## Verilen metin
Bu yılki EFAF Genel Asamblesi 26 – 27 Mart 2011 tarihinde, Macar Amerikan Futbolu Federasyonu MAFSZ’ın ev sahipliğinde Macaristan’ın Budapeşte kentinde düzenlendi. Davet almayan Sırbistan hariç tüm ülke federasyonları ve Dünya Federasyonu IFAF, çeşitli seviyelerden temsilcilerle hazır bulundular. En üst seviyede temsil heyeti ülkemiz federasyonu TBSF tarafından gerçekleşti. Başkan Şahin Kömürcü, Amerikan Futbolu’ndan sorumlu Asbaşkan Mehmet Güçlü ile birlikte katıldığım Asamblede ülkemiz Amerikan Futbolu Avrupa ve Dünya federasyonları nezdinde görücü önüne çıktı.
İlk gün Marriot Hotel’de düzenlenen work shop’larda flag football, milli takımlar, fund raising, coaching ve hakemlik konuları ele alındı. Her ülke kendi modelini nasıl programladığını ve bu aşamalarda karşılaştıkları sorunları nasıl ele aldıklarını ortaya koyarak modellemelerde bulundu. Özellikle AFVD’nin Almanya’daki faaliyetleri, EFAF Başkanı Robert Huber ve NFL Europe eski sorumlusu Marshall Happer tarafından dile getirildi. Marshall Happer gerek Avrupa gerekse ülkemizde Amerikan Futbolu adına pek çok özveride bulunmuş bir spor adamıdır. Eskiler hatırlar, 1996 yılında Boğaziçi Sultans kaptanıyken, diğer kaptan Temel Öktem ile kendisini İstanbul’a davet etmiştik. Marshall Happer için Boğaziçi Sultans ve Marmara Sharks takımları bir gösteri maçı düzenlemiş, bu gösteri maçında da Türkiye Şampiyonu B.U. Angels Step Takımı da çeşitli gösterilerle cheerleading yapmıştı. B.U. Radyo’nun ses desteği ve DJ XXXL’ın sunumu ve müziği ile de tarihinde ilk kez tam kapasite dolu olan tribünler için hafızalardan silinmeyecek bir organizasyon gerçekleştirilmişti. Akabinde 2 günlük work shop’larda Marshall Happer hazır bulunan tüm takım temsilcilerine Amerika, Avrupa ve Dünya Amerikan Futbolu modellerini anlatmış ve son derece önemli tavsiyelerde bulunmuştu.

## Verilen veriler
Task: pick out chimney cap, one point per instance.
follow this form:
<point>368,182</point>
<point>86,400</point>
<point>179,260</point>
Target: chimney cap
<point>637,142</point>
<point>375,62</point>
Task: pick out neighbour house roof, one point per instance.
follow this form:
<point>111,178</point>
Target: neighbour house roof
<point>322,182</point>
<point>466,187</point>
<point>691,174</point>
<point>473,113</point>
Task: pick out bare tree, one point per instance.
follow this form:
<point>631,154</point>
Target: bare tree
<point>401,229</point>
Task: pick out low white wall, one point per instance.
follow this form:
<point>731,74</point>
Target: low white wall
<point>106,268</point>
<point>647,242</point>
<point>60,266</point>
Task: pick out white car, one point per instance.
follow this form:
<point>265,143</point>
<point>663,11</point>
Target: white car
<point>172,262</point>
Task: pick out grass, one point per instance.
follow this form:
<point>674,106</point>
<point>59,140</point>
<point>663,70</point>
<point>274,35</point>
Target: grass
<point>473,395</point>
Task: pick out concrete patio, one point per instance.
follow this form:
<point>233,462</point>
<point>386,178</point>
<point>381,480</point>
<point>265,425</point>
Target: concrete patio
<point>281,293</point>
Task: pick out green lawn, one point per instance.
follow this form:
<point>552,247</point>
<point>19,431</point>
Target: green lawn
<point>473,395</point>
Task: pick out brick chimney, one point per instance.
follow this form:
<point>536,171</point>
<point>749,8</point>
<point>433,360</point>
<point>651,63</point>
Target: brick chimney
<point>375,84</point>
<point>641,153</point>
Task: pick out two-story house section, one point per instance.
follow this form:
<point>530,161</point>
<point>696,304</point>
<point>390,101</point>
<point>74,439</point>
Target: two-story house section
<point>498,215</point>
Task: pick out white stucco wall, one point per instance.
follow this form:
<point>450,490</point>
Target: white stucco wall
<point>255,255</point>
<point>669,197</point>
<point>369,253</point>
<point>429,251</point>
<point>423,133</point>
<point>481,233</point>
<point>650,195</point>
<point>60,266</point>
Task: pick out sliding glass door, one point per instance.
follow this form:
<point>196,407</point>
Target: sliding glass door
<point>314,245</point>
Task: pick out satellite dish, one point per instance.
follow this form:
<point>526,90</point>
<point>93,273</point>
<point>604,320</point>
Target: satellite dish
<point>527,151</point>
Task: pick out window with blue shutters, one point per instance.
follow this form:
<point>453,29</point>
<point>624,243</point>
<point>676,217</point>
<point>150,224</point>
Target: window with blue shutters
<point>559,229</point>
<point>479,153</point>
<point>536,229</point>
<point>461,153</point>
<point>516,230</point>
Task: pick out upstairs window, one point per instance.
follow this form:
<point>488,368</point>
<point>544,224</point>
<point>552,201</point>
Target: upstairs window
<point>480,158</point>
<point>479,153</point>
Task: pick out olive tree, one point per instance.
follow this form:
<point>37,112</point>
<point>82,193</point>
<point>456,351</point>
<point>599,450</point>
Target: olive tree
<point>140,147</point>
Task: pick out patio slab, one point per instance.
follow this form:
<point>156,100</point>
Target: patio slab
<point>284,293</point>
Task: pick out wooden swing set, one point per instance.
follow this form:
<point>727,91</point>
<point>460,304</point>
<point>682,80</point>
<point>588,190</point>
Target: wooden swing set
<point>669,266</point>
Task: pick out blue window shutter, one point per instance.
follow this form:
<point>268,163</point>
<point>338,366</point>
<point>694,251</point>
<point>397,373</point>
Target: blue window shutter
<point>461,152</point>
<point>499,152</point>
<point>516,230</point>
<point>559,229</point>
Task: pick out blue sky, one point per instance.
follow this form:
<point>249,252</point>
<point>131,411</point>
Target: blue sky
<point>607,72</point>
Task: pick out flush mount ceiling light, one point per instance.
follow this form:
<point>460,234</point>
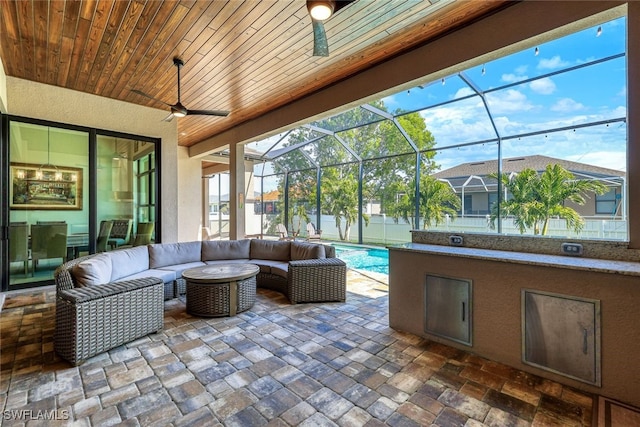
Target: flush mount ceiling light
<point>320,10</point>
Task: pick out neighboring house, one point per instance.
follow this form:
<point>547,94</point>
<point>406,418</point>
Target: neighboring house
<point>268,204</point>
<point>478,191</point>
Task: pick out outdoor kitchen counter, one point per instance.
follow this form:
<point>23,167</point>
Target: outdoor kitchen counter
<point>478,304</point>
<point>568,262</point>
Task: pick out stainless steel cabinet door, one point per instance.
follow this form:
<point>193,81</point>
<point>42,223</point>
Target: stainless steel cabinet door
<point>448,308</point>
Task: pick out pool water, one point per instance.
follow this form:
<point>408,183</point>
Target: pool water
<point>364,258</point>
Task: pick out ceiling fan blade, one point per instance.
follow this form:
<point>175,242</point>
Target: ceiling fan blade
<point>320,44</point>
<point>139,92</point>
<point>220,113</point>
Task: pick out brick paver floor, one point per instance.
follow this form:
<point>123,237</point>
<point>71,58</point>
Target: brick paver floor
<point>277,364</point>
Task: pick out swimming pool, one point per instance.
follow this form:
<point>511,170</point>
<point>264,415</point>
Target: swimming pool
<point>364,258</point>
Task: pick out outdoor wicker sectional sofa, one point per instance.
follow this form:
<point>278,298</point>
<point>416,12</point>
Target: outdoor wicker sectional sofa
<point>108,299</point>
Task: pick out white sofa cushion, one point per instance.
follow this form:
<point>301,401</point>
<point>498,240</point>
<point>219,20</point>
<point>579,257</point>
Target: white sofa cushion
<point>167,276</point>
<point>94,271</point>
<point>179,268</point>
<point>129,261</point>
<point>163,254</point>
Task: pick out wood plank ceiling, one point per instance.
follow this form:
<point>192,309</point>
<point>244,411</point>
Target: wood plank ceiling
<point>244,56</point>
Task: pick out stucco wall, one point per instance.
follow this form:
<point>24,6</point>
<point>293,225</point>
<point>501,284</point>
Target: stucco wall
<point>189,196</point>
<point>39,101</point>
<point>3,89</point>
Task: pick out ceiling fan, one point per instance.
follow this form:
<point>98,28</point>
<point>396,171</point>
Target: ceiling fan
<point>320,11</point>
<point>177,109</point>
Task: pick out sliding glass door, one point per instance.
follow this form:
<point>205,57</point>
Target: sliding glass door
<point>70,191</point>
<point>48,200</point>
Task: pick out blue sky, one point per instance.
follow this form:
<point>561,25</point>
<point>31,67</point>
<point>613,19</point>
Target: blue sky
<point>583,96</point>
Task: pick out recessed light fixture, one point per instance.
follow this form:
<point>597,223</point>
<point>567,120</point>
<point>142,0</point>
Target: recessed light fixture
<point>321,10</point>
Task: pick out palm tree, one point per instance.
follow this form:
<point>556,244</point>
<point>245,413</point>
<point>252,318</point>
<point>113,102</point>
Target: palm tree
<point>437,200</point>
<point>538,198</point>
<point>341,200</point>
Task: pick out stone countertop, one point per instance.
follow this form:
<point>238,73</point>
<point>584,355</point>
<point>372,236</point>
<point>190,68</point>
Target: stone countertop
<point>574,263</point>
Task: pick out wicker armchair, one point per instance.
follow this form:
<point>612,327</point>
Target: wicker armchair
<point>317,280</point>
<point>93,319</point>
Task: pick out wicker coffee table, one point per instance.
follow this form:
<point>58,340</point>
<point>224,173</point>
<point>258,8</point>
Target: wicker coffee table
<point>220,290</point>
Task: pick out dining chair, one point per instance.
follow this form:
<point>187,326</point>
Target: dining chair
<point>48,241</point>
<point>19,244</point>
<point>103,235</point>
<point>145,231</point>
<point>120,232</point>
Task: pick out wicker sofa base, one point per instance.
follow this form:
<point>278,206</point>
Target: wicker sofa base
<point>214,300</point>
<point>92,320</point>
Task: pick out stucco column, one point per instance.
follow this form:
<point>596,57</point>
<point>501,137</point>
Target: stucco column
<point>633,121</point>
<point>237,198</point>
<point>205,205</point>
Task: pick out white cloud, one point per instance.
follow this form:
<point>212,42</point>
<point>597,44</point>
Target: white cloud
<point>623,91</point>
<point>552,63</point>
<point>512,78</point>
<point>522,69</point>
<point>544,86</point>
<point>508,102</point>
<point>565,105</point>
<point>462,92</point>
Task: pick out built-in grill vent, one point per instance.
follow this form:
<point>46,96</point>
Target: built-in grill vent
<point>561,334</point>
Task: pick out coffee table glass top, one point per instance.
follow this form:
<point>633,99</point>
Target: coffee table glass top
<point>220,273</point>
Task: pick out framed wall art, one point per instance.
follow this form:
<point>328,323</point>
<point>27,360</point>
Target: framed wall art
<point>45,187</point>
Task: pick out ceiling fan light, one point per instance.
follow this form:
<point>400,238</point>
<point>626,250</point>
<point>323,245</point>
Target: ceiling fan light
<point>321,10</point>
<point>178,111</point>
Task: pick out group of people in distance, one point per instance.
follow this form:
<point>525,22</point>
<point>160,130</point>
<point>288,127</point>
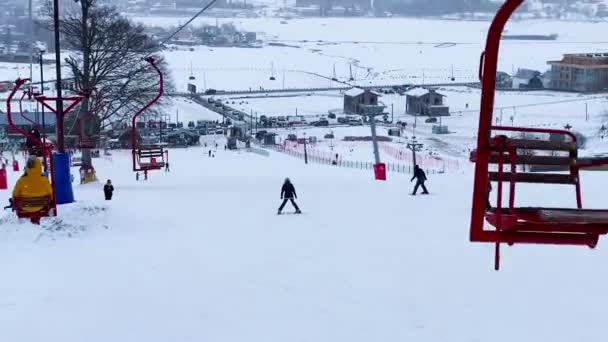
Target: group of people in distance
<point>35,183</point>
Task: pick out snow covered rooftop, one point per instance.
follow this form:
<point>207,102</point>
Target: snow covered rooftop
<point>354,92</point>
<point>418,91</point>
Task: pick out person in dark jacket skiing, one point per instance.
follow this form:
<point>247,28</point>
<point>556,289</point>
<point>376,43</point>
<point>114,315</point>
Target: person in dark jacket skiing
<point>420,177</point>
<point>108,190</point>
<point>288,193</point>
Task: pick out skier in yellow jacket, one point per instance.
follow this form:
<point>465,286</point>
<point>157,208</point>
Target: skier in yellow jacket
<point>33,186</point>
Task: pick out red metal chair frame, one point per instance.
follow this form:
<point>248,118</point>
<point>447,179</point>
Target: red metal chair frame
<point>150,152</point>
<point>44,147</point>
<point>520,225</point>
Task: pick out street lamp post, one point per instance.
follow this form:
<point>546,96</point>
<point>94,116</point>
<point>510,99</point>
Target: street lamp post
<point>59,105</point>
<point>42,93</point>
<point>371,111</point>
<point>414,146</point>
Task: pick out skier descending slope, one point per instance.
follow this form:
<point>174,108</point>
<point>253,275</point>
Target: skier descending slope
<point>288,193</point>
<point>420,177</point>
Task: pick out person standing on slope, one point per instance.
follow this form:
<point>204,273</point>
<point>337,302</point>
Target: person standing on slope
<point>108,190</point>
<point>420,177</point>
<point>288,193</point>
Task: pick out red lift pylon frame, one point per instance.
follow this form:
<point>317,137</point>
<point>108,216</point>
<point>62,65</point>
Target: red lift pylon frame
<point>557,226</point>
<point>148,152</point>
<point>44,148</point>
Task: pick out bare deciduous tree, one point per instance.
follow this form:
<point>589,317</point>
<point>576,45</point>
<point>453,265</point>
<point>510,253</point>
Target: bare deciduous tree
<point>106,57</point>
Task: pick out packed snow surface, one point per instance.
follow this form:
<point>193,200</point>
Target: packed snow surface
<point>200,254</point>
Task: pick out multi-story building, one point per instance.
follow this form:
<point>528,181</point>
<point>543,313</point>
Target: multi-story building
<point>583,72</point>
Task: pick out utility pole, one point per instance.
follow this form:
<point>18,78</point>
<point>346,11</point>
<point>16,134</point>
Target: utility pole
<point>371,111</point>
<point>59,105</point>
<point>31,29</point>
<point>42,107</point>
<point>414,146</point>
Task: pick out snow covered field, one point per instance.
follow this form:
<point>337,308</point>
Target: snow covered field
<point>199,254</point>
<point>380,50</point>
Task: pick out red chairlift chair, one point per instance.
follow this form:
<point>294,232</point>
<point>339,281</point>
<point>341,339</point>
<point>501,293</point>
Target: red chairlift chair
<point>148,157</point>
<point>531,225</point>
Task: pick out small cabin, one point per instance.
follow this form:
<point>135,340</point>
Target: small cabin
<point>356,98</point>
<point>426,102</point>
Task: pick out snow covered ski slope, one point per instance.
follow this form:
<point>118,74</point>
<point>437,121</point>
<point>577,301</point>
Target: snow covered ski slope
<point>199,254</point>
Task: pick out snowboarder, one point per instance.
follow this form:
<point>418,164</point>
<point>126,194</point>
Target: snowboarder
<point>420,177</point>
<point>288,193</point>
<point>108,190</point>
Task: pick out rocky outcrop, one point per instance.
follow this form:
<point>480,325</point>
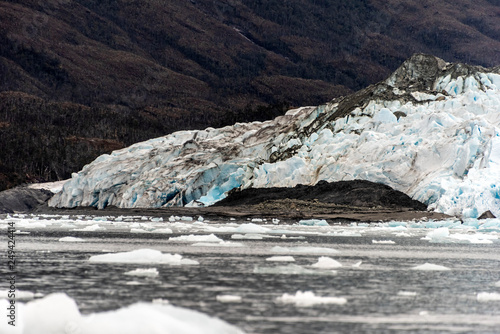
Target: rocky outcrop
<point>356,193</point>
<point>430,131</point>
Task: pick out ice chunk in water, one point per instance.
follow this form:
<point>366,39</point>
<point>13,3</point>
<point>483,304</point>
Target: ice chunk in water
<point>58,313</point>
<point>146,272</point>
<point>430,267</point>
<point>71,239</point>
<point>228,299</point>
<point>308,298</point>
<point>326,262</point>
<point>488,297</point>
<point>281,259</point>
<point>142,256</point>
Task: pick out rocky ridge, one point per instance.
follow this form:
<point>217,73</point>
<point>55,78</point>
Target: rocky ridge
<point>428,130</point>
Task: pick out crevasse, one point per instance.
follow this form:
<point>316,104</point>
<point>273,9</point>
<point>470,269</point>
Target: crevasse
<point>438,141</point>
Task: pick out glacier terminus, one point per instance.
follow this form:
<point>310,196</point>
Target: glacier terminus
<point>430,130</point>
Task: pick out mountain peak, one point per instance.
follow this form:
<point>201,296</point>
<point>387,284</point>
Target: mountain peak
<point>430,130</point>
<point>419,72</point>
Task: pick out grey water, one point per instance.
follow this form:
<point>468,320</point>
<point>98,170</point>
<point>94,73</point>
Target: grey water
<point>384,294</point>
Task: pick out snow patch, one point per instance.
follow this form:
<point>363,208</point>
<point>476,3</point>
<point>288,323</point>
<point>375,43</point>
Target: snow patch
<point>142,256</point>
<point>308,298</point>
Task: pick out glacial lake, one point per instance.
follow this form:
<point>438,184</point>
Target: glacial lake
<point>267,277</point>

## Görev A
Satırlarda "Task: pick out wood plank" içeren satırla başlayıp "<point>244,56</point>" içeren satırla biten bölümü, istekler dahil, yeniden yazın. Yalnızca yanıtlardaki koordinatları 0,9 ile ölçekleyip tam sayıya yuvarlayın (yarımlar yukarı).
## Görev B
EFAF Genel Asamblesi'ni anlatan metnin bir sonraki kısmını yazarak metni sürdürün.

## Beklenen yanıt A
Task: pick out wood plank ceiling, one point per instance.
follow this form:
<point>192,309</point>
<point>244,411</point>
Target: wood plank ceiling
<point>220,50</point>

## Beklenen yanıt B
Açılış gününün son konuşması ise Avusturya Federasyonu AFBOE tarafından yapıldı. Bunun sebebi de 8 – 16 Temmuz 2011 tarihlerinde Avusturya’nın Innsbruck, Graz ve Viyana şehirlerinde düzenlenecek olan Dünya Amerikan Futbolu Şampiyonası’nın ev sahibi olmalarıydı. Bugüne kadar yapılan çalışmalarla ilgili bilgiler sundular ve tüm Amerikan Futbolu camiasının bu organizasyona destek olmaları için çağrıda bulundular.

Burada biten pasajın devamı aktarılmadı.